## BRIEF:
Give only the number of lines in the material below that contain the word "water".

## DATASET ROWS:
********************

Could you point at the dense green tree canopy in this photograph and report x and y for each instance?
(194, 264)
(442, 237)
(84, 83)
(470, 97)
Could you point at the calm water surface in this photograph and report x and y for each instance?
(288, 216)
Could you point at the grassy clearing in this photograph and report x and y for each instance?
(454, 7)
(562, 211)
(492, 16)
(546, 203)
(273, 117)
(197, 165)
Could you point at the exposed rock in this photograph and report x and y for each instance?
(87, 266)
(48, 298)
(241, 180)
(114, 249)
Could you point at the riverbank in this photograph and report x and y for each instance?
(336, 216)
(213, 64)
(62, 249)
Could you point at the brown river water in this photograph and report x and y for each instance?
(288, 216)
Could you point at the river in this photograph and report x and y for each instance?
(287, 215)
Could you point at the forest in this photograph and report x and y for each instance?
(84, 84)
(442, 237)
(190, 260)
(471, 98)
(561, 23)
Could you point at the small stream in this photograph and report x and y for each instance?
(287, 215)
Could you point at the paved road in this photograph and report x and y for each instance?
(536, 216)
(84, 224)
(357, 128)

********************

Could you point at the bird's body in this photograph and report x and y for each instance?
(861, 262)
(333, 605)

********************

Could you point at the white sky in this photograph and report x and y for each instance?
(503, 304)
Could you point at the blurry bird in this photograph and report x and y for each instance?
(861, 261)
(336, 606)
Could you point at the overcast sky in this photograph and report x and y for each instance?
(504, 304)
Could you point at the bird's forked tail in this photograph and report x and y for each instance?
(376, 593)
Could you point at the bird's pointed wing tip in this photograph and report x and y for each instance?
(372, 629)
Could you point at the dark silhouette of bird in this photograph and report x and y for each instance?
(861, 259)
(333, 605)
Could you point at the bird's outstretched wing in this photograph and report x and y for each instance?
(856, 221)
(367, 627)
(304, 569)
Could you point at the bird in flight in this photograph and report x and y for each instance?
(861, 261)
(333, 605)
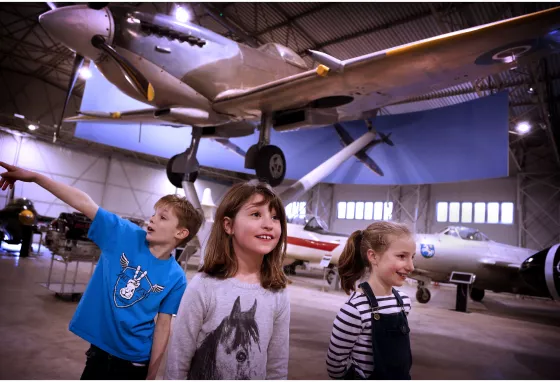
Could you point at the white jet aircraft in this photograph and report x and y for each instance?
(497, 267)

********************

## PROBLEM SOLUTION:
2